Provided data
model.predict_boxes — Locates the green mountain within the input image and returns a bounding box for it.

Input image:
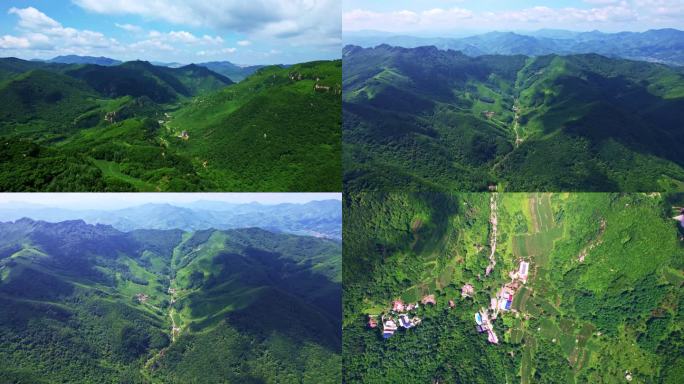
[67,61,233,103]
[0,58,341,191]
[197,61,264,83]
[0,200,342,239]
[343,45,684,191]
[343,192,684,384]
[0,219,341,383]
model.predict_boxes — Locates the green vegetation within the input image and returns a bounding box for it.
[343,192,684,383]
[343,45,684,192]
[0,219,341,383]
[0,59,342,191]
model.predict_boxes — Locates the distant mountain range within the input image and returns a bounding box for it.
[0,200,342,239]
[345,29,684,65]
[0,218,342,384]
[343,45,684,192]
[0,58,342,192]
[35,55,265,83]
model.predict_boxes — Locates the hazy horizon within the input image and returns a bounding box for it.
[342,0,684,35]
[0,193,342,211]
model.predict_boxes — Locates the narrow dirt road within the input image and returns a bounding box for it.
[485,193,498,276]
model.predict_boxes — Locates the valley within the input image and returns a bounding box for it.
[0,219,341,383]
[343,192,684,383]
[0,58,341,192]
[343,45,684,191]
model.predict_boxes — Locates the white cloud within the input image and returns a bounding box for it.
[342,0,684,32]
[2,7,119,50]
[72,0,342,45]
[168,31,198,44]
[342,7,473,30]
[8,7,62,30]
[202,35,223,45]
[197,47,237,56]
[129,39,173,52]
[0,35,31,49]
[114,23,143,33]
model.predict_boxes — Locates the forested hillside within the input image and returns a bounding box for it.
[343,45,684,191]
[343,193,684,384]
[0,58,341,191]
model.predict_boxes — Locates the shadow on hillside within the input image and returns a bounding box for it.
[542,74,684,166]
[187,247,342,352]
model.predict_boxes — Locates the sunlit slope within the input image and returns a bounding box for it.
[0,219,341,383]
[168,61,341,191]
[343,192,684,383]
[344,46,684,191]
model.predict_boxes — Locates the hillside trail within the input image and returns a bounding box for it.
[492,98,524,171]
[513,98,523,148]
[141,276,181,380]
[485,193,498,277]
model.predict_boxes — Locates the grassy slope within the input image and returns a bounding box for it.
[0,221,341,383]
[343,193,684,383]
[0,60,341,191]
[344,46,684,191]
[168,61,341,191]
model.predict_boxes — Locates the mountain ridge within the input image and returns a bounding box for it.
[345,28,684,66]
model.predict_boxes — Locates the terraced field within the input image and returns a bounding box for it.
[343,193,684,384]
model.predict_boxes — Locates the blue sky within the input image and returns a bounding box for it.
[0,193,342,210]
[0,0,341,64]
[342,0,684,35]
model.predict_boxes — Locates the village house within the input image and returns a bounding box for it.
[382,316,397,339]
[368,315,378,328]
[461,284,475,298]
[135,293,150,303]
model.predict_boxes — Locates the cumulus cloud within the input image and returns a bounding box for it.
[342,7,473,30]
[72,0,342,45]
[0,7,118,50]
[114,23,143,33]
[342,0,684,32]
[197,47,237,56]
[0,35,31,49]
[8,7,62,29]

Exercise description
Quote verbatim the lines from the one containing "model.predict_boxes — Locates the grassy" through the one containing "[345,28,684,66]", including both of those lines.

Task result
model.predict_boxes — Locates the grassy slope within the input image and returns a bounding box for it.
[0,221,341,383]
[343,193,684,383]
[0,60,341,191]
[344,46,684,191]
[168,61,341,191]
model.predict_boxes — Locates the mountain ridge within the input image and returns a bounding box for it.
[345,28,684,66]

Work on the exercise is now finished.